■ PAGE

File ~/micromamba/envs/yammbs-dev/lib/python3.12/site-packages/openff/interchange/smirnoff/_nonbonded.py:472, in SMIRNOFFElectrostaticsCollection._compute_partial_charges(cls, molecule, mapped_smiles, method)
    470 """Call out to the toolkit's toolkit wrappers to generate partial charges."""
    471 molecule = copy.deepcopy(molecule)
--> 472 molecule.assign_partial_charges(method)
    474 return molecule.partial_charges

File ~/micromamba/envs/yammbs-dev/lib/python3.12/site-packages/openff/toolkit/topology/molecule.py:2671, in FrozenMolecule.assign_partial_charges(self, partial_charge_method, strict_n_conformers, use_conformers, toolkit_registry, normalize_partial_charges)
   2657         warnings.warn(
   2658             f"Warning! Partial charge method '{partial_charge_method}' is not designed "
   2659             "for use on large (i.e. > 150 atoms) molecules and may crash or take hours to "
   (...)
   2663             stacklevel=2,
   2664         )
   2666 if isinstance(toolkit_registry, ToolkitRegistry):
   2667     # We may need to try several toolkitwrappers to find one
   2668     # that supports the desired partial charge method, so we
   2669     # tell the ToolkitRegistry to continue trying ToolkitWrappers
   2670     # if one raises an error (raise_exception_types=[])
-> 2671     toolkit_registry.call(
   2672         "assign_partial_charges",
   2673         molecule=self,
   2674         partial_charge_method=partial_charge_method,
   2675         use_conformers=use_conformers,
   2676         strict_n_conformers=strict_n_conformers,
   2677         normalize_partial_charges=normalize_partial_charges,
   2678         raise_exception_types=[],
   2679         _cls=self.__class__,
   2680     )

■ DATA SUPPLIED

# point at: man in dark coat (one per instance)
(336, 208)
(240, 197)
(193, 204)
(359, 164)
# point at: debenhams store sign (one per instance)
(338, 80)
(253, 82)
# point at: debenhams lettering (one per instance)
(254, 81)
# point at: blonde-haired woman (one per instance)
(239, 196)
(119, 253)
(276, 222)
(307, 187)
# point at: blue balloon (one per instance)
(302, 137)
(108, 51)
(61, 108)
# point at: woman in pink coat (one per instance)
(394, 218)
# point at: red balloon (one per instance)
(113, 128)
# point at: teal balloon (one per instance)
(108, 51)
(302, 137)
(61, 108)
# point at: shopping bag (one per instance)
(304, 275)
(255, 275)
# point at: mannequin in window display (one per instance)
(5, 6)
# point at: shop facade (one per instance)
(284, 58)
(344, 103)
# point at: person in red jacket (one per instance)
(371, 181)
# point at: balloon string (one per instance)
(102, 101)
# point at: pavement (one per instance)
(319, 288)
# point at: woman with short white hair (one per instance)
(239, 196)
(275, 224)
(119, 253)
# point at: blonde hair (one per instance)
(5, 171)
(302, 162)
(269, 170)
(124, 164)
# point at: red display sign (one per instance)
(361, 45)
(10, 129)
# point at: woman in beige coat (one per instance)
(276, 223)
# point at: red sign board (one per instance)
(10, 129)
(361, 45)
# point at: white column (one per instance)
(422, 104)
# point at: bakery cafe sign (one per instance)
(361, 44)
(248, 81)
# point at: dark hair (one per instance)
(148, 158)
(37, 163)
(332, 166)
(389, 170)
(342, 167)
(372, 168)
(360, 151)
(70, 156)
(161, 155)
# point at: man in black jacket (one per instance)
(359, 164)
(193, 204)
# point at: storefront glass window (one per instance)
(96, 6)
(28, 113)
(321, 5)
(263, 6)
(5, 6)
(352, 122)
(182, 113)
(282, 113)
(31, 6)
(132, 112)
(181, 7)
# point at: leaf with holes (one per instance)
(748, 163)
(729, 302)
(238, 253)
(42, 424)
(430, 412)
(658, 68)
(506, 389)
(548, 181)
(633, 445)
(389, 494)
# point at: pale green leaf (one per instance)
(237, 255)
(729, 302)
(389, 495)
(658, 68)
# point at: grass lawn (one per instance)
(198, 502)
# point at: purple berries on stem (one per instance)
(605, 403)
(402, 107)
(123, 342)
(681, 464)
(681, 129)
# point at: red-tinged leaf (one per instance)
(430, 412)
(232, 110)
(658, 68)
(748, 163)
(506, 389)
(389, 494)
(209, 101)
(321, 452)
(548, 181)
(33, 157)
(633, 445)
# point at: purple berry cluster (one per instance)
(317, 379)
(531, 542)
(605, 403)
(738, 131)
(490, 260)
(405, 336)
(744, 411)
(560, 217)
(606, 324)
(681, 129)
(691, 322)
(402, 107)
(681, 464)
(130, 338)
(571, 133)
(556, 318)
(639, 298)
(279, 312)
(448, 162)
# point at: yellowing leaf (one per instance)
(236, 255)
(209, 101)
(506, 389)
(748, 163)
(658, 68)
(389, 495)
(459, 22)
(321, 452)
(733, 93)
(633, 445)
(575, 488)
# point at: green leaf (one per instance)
==
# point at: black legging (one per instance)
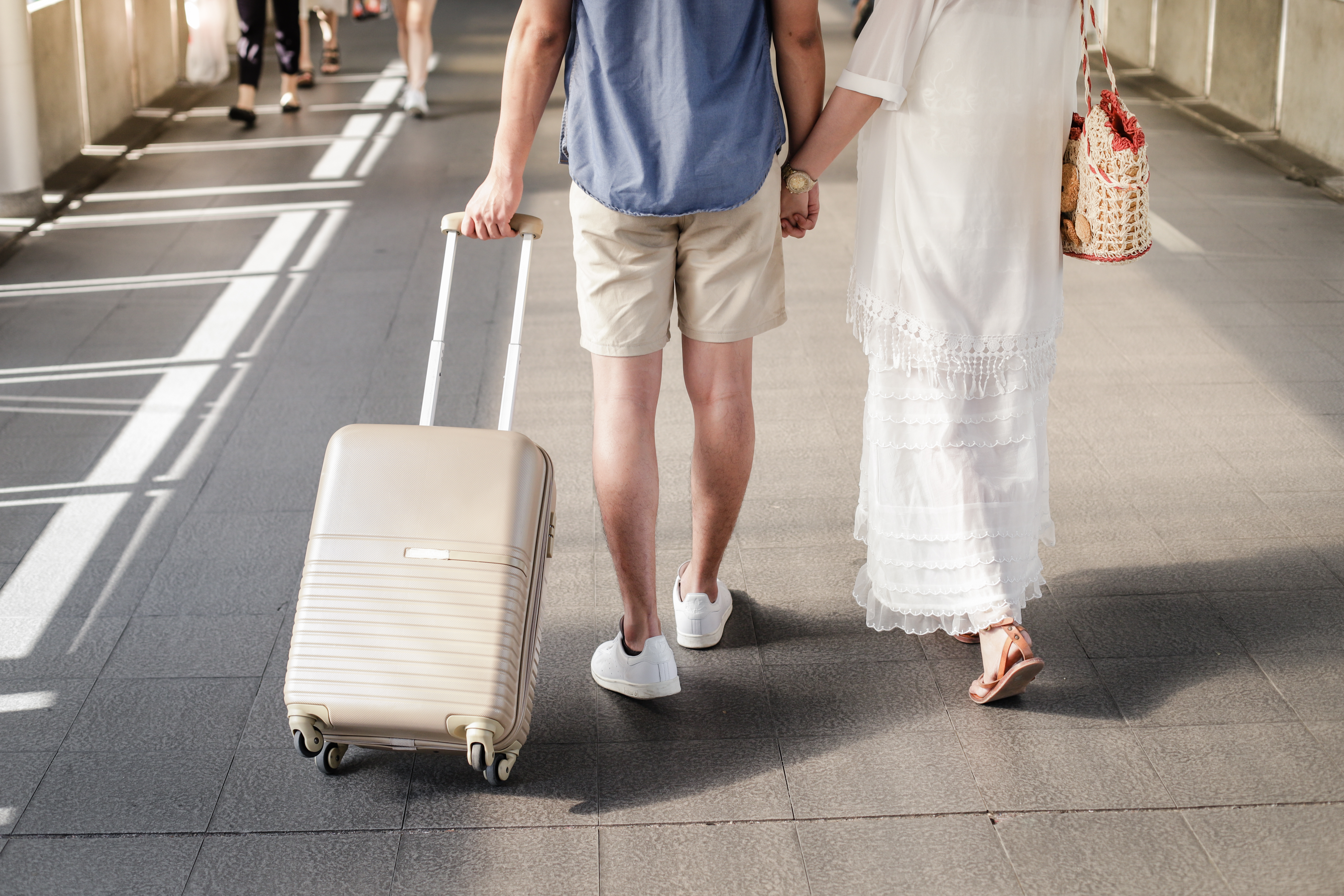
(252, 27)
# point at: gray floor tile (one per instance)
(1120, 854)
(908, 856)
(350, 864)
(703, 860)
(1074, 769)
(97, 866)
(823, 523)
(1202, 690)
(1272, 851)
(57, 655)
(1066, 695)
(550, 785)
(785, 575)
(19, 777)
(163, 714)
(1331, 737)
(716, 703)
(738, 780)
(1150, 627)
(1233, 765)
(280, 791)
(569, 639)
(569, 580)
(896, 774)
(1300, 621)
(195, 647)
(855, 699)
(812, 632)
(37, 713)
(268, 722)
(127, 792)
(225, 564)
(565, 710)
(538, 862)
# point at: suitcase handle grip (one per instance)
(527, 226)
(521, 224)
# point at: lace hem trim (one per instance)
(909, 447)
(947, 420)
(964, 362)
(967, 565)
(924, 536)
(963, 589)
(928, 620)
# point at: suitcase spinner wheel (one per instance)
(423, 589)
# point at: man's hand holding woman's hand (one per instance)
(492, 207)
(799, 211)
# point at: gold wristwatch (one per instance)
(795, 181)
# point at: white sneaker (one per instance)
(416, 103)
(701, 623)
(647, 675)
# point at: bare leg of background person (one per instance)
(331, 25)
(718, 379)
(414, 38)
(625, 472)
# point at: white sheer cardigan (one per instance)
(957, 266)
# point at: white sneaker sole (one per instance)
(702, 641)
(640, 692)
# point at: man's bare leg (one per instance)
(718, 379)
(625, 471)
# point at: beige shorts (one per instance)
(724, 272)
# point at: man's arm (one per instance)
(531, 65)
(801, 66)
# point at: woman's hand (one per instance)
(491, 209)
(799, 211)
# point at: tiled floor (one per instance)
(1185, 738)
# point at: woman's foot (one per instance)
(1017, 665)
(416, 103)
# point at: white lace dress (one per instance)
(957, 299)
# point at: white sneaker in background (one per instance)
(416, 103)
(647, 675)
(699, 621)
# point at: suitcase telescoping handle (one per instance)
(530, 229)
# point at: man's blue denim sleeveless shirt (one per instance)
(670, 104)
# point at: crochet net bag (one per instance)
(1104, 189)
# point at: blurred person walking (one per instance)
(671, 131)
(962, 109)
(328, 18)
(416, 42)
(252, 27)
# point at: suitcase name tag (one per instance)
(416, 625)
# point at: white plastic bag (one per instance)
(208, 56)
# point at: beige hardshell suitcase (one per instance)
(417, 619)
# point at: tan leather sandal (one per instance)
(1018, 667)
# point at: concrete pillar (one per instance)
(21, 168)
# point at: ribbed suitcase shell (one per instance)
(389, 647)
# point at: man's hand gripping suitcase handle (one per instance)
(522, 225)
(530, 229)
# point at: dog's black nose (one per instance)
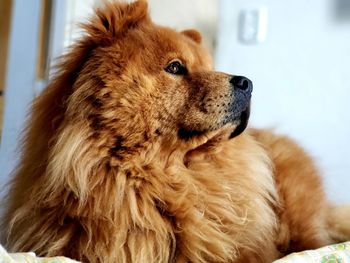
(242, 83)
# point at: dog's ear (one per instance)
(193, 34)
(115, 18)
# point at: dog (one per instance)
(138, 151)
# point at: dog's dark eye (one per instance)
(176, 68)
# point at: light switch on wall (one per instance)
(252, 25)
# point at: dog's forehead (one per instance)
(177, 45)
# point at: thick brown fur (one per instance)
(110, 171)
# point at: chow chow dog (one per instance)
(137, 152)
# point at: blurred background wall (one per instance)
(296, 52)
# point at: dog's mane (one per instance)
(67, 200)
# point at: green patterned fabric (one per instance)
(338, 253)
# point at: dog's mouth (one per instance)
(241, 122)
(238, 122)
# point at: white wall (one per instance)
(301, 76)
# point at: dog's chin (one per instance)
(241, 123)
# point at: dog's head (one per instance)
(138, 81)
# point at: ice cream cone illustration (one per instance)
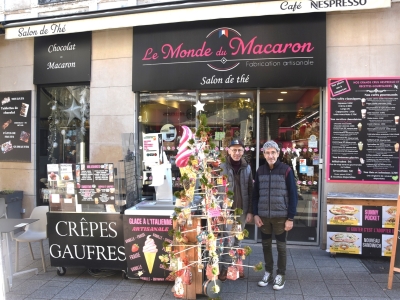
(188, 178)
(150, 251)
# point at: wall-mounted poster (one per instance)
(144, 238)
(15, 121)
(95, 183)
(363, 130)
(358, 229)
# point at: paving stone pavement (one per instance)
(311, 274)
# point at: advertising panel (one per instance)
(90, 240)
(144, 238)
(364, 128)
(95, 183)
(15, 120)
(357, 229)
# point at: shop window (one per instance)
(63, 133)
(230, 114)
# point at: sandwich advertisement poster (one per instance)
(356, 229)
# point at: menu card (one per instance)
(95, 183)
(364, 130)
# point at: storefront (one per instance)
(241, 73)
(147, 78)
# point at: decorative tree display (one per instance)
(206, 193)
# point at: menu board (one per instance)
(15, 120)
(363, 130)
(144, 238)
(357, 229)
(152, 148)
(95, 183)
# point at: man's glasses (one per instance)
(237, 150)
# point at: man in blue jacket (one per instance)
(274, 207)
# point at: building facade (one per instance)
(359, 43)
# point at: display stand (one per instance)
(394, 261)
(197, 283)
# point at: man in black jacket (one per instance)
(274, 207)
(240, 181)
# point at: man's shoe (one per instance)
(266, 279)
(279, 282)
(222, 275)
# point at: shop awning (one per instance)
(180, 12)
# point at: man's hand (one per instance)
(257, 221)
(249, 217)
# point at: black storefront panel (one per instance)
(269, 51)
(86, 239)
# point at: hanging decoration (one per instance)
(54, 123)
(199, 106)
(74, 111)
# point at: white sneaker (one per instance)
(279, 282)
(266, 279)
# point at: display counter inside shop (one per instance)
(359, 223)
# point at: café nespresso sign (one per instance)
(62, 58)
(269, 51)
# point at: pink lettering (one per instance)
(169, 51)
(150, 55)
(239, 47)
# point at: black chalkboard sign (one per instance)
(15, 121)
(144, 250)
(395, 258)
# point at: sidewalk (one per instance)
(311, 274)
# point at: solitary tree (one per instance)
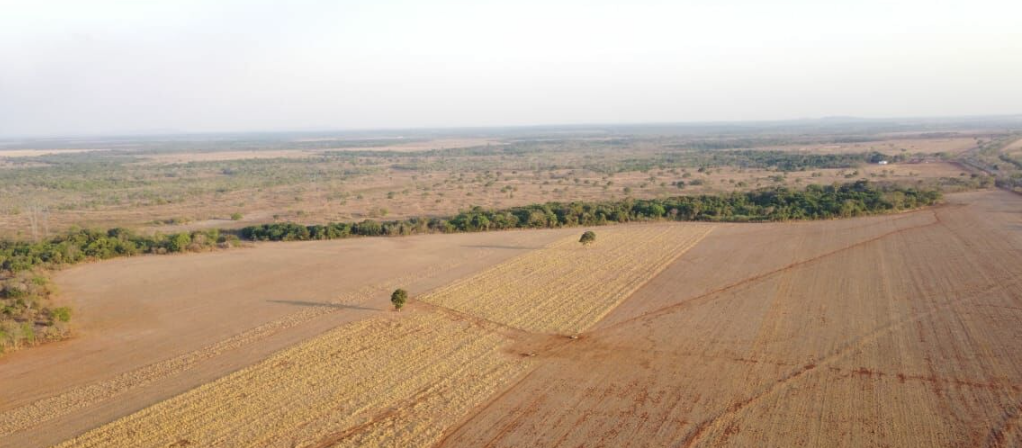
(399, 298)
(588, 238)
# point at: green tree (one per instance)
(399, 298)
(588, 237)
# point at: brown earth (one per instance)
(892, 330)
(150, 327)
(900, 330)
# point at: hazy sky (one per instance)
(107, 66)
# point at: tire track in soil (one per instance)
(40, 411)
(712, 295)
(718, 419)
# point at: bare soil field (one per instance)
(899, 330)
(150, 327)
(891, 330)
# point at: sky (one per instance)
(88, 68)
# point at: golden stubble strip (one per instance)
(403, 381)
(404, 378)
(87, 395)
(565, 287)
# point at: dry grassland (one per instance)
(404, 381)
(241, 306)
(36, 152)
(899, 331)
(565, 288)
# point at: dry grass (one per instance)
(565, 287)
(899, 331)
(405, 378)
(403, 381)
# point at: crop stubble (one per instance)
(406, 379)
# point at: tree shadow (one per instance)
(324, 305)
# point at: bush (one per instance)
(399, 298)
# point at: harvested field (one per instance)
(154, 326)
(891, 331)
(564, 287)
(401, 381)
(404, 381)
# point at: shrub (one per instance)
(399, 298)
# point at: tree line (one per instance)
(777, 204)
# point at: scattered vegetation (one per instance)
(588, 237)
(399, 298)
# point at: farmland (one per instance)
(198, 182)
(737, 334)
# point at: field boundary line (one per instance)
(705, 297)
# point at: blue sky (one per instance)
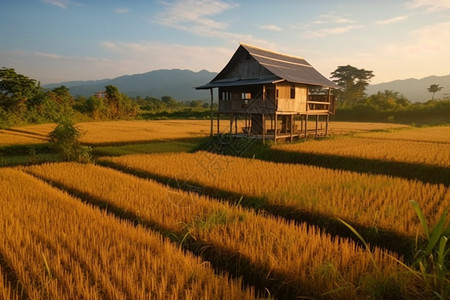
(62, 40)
...
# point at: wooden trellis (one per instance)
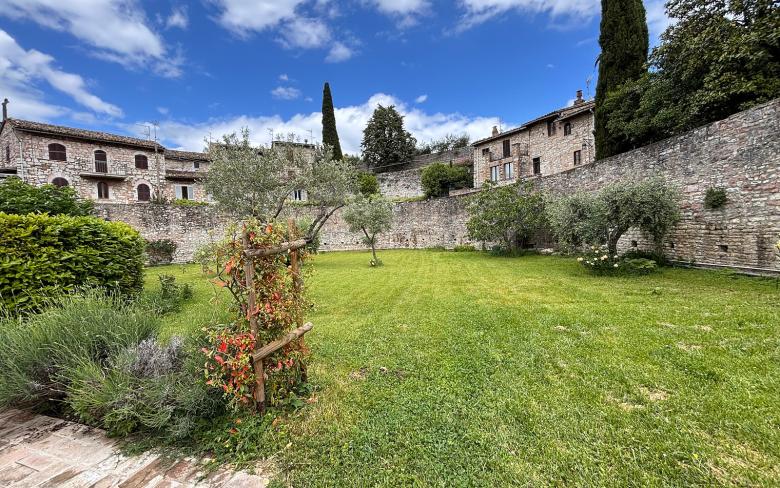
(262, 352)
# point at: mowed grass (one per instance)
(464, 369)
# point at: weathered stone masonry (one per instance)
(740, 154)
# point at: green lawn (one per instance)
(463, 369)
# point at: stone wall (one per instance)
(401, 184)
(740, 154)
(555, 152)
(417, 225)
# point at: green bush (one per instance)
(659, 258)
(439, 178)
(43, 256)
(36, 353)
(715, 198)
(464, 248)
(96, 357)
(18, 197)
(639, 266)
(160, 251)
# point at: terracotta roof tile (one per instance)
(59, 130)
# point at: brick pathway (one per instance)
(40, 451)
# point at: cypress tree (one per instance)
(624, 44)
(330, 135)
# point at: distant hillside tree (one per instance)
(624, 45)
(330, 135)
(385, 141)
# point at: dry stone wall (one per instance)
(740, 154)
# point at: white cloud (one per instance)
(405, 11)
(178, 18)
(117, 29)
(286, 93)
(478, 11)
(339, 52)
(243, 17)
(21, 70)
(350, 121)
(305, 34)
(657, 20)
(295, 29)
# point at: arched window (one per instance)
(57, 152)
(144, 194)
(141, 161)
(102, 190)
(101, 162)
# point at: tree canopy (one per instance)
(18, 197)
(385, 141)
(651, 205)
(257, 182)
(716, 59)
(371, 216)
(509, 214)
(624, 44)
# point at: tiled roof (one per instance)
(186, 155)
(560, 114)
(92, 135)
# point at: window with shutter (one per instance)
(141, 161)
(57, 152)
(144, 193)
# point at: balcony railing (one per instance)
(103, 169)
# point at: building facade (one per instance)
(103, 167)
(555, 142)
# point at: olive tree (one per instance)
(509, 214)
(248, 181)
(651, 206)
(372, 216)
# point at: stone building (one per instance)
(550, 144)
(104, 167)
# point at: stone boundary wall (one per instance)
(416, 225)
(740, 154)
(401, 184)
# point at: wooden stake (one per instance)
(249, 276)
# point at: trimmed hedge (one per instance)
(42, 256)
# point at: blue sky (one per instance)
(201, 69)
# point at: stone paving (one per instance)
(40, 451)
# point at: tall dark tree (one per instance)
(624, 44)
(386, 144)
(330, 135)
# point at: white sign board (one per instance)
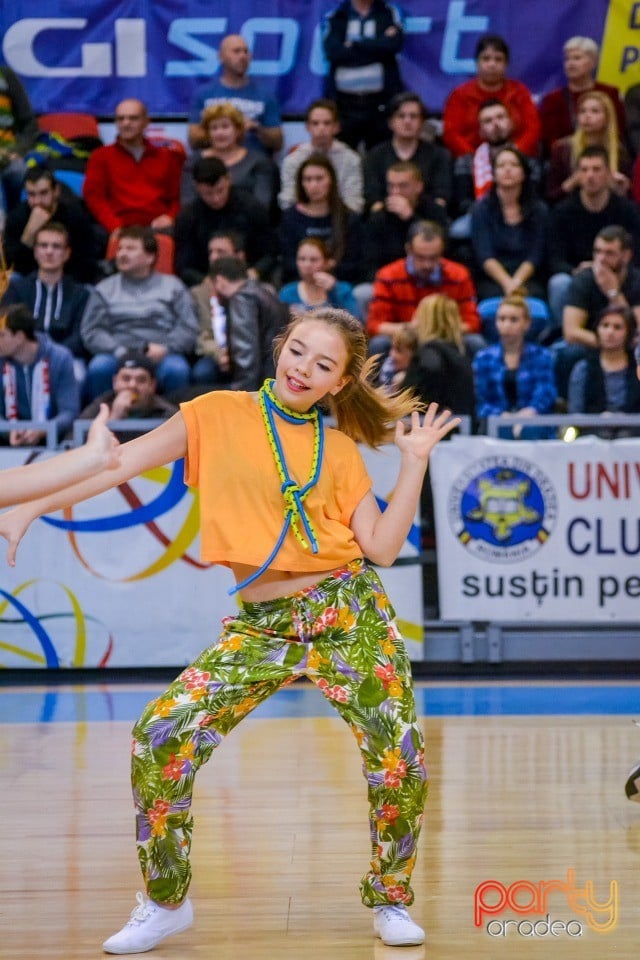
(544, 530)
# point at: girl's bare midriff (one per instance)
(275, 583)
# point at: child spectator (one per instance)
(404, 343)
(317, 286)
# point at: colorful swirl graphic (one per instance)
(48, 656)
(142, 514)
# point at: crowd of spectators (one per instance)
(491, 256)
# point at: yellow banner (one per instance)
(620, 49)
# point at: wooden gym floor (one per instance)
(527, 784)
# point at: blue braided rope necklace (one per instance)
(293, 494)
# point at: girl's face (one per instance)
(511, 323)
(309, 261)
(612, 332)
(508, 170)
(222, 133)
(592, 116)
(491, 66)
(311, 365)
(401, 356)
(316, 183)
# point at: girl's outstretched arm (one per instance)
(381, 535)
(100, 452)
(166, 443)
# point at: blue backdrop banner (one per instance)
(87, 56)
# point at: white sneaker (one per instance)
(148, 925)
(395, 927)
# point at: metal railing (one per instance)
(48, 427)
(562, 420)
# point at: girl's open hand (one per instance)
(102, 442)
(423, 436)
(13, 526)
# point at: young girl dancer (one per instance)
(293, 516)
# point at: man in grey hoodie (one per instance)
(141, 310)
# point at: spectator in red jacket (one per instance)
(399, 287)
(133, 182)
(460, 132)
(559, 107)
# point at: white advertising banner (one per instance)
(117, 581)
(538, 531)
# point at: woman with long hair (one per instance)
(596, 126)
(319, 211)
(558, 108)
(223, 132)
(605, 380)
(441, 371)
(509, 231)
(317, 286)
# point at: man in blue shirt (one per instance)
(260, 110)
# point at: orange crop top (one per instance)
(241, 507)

■ SHORT EXERCISE 1
Answer these about the traceback:
(a) At which line of _nonbonded.py is molecule.assign_partial_charges(method) called?
(b) Above how many atoms does the warning say a molecule counts as large?
(c) What value is passed for raise_exception_types in the toolkit_registry.call?
■ SHORT EXERCISE 2
Locate every line in the entries that contains the string "bush", and copy each of those lines. Case counts.
The entries are unrelated to the traceback.

■ EXPECTED ANSWER 1
(a) 472
(b) 150
(c) An empty list, []

■ EXPECTED ANSWER 2
# point at: bush (one per instance)
# point at: green bush (one per instance)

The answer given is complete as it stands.